* Supplied information:
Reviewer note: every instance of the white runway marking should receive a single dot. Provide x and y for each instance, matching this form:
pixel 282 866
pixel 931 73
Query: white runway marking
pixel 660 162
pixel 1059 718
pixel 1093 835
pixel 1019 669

* Aim of the task: The lines from the one holding "pixel 282 866" through the end of the listing above are to be written out exactly, both ends included, and no others.

* Result of this exercise:
pixel 282 866
pixel 931 73
Query: white runway marking
pixel 660 162
pixel 1059 718
pixel 1093 835
pixel 1019 669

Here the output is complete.